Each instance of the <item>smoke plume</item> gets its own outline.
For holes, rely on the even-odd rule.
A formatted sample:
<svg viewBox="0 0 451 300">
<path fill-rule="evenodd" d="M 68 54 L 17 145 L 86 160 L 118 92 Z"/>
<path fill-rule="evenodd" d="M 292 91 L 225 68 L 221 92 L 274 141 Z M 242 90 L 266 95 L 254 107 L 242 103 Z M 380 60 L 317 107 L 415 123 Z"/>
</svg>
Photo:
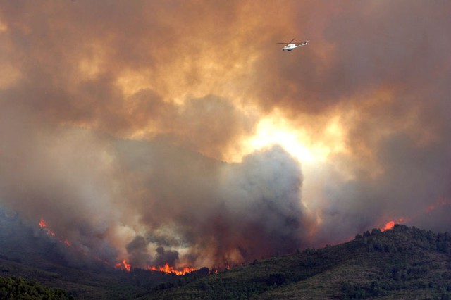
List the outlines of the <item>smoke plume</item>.
<svg viewBox="0 0 451 300">
<path fill-rule="evenodd" d="M 222 268 L 451 230 L 448 1 L 0 6 L 0 204 L 63 253 Z"/>
</svg>

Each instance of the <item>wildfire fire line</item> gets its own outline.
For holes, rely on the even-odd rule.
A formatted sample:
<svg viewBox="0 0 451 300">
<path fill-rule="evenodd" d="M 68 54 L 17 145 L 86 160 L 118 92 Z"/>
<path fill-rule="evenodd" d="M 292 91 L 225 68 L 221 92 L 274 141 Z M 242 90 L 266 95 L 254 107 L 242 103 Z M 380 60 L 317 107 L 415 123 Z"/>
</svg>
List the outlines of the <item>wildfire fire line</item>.
<svg viewBox="0 0 451 300">
<path fill-rule="evenodd" d="M 65 244 L 67 246 L 71 247 L 72 249 L 73 249 L 73 247 L 72 246 L 72 244 L 70 244 L 70 242 L 69 241 L 68 241 L 67 239 L 62 239 L 58 238 L 56 235 L 55 234 L 55 232 L 54 232 L 53 231 L 51 231 L 51 230 L 50 230 L 49 228 L 49 226 L 47 225 L 47 223 L 46 222 L 46 220 L 44 219 L 44 218 L 41 218 L 39 223 L 39 225 L 41 228 L 42 228 L 44 230 L 45 230 L 45 232 L 47 233 L 47 235 L 49 235 L 49 236 L 53 237 L 54 238 L 56 239 L 60 243 L 63 243 Z M 87 256 L 87 254 L 83 251 L 81 250 L 78 250 L 78 251 L 85 255 Z M 97 260 L 97 261 L 101 261 L 99 258 L 96 258 L 96 257 L 93 257 L 94 259 Z M 109 265 L 110 263 L 108 261 L 104 261 L 104 263 L 106 265 Z M 120 269 L 120 270 L 123 270 L 127 272 L 130 272 L 132 270 L 132 269 L 133 268 L 133 267 L 132 266 L 131 264 L 128 263 L 127 263 L 127 260 L 126 259 L 123 259 L 121 262 L 117 263 L 114 265 L 114 268 L 116 269 Z M 230 267 L 228 265 L 228 268 L 229 268 Z M 183 275 L 189 273 L 191 273 L 192 271 L 195 271 L 196 269 L 194 268 L 192 268 L 192 267 L 184 267 L 182 268 L 175 268 L 174 267 L 172 267 L 171 265 L 169 265 L 169 263 L 166 263 L 164 264 L 164 265 L 163 266 L 157 266 L 157 267 L 153 267 L 153 266 L 150 266 L 148 265 L 145 268 L 146 270 L 149 270 L 151 271 L 159 271 L 159 272 L 164 272 L 165 273 L 167 274 L 171 274 L 171 273 L 173 273 L 175 274 L 176 275 Z"/>
</svg>

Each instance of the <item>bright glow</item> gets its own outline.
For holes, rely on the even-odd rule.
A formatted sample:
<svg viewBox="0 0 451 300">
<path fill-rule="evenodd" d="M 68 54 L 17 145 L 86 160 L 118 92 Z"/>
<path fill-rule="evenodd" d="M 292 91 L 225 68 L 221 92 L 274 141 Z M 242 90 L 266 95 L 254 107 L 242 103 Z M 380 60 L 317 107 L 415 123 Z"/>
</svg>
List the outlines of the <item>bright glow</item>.
<svg viewBox="0 0 451 300">
<path fill-rule="evenodd" d="M 245 154 L 271 145 L 278 144 L 302 163 L 325 161 L 332 152 L 344 151 L 342 129 L 338 118 L 333 118 L 322 135 L 313 140 L 303 128 L 295 125 L 278 113 L 263 118 L 255 135 L 245 142 Z"/>
<path fill-rule="evenodd" d="M 252 149 L 259 149 L 278 144 L 300 161 L 312 161 L 315 159 L 314 154 L 300 142 L 301 135 L 299 132 L 278 128 L 271 121 L 264 120 L 249 145 Z"/>
</svg>

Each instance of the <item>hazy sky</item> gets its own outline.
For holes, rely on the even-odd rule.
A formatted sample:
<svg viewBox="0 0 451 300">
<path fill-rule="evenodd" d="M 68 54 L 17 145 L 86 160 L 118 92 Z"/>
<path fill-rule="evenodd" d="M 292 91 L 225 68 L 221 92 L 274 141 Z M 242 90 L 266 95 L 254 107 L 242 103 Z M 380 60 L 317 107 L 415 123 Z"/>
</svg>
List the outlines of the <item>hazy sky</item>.
<svg viewBox="0 0 451 300">
<path fill-rule="evenodd" d="M 0 203 L 80 251 L 214 267 L 451 230 L 450 1 L 1 3 Z"/>
</svg>

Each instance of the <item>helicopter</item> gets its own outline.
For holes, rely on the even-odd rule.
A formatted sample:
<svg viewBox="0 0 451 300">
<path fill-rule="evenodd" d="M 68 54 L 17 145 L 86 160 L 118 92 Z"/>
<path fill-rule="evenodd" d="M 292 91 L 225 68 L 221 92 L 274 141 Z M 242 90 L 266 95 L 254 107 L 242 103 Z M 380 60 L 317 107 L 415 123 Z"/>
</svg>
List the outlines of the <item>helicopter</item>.
<svg viewBox="0 0 451 300">
<path fill-rule="evenodd" d="M 283 48 L 282 48 L 282 51 L 292 51 L 295 50 L 296 48 L 302 47 L 302 46 L 305 46 L 309 43 L 309 41 L 307 39 L 303 43 L 293 43 L 295 39 L 290 41 L 288 43 L 277 43 L 285 45 Z"/>
</svg>

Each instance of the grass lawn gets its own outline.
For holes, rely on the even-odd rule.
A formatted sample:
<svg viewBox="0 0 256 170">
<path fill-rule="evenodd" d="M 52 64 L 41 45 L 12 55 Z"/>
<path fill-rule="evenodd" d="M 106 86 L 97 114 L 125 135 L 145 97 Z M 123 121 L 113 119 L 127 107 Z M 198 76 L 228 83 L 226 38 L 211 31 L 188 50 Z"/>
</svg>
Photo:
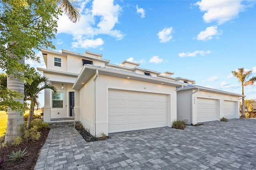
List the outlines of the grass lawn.
<svg viewBox="0 0 256 170">
<path fill-rule="evenodd" d="M 7 116 L 4 111 L 0 111 L 0 136 L 5 135 L 6 132 Z"/>
</svg>

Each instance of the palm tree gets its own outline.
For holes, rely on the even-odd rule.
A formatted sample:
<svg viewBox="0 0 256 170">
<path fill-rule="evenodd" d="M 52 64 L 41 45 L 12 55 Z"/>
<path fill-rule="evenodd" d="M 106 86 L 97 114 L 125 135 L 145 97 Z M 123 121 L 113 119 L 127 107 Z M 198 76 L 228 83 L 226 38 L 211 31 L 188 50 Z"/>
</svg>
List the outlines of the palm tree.
<svg viewBox="0 0 256 170">
<path fill-rule="evenodd" d="M 76 23 L 80 19 L 79 10 L 76 0 L 56 0 L 57 4 L 73 22 Z"/>
<path fill-rule="evenodd" d="M 76 22 L 80 18 L 79 10 L 76 6 L 76 0 L 56 0 L 56 3 L 68 16 L 70 20 L 73 22 Z M 15 43 L 11 42 L 11 46 L 15 45 Z M 13 61 L 16 60 L 17 63 L 22 65 L 24 64 L 24 57 L 17 56 L 11 53 L 9 53 L 10 58 L 13 58 Z M 22 74 L 22 73 L 21 73 Z M 20 79 L 16 77 L 13 75 L 7 75 L 7 88 L 12 91 L 16 91 L 24 96 L 24 83 Z M 21 98 L 14 98 L 15 101 L 23 103 L 24 99 Z M 21 116 L 20 116 L 21 115 Z M 15 111 L 9 109 L 7 120 L 7 128 L 5 135 L 4 142 L 7 144 L 11 144 L 14 138 L 19 136 L 22 136 L 25 134 L 25 130 L 23 121 L 23 114 L 22 111 Z"/>
<path fill-rule="evenodd" d="M 244 95 L 244 87 L 248 85 L 252 85 L 256 81 L 256 77 L 253 76 L 248 81 L 245 81 L 252 72 L 252 70 L 245 71 L 244 68 L 240 68 L 236 71 L 232 71 L 231 73 L 235 77 L 238 79 L 238 82 L 241 83 L 242 86 L 242 94 Z M 242 101 L 242 115 L 241 117 L 245 117 L 244 114 L 244 98 Z"/>
<path fill-rule="evenodd" d="M 28 76 L 30 76 L 28 75 Z M 33 115 L 35 106 L 38 108 L 40 104 L 38 101 L 38 95 L 40 92 L 44 89 L 50 89 L 55 93 L 57 92 L 57 89 L 54 86 L 50 84 L 50 80 L 45 76 L 42 77 L 38 73 L 36 73 L 34 75 L 27 77 L 31 79 L 32 80 L 31 83 L 25 83 L 24 96 L 25 100 L 30 101 L 30 109 L 28 123 L 26 129 L 28 129 L 30 125 L 31 121 L 33 119 Z"/>
</svg>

■ EXERCISE TASK
Arrange the lines of the records, starting with the line that contains "Each instance of the palm" and continuing through the line that contains "76 23 L 80 19", as a Markdown table with the columns Row and Line. Number each row and omit any blank lines.

■ THE OUTPUT
| Row | Line |
|---|---|
| 1 | Each instance of the palm tree gets its own outline. |
| 2 | For holes, rely on the even-odd rule. |
| 3 | A formatted sample: |
| 4 | <svg viewBox="0 0 256 170"> |
| 5 | <path fill-rule="evenodd" d="M 52 64 L 41 45 L 12 55 Z"/> |
| 6 | <path fill-rule="evenodd" d="M 106 86 L 97 114 L 125 135 L 145 97 Z M 123 121 L 113 119 L 127 107 Z M 198 76 L 228 83 L 226 38 L 211 31 L 188 50 Z"/> |
| 7 | </svg> |
| 8 | List the outlines of the palm tree. |
| 9 | <svg viewBox="0 0 256 170"> |
| 10 | <path fill-rule="evenodd" d="M 76 23 L 80 19 L 79 10 L 76 0 L 56 0 L 57 4 L 73 22 Z"/> |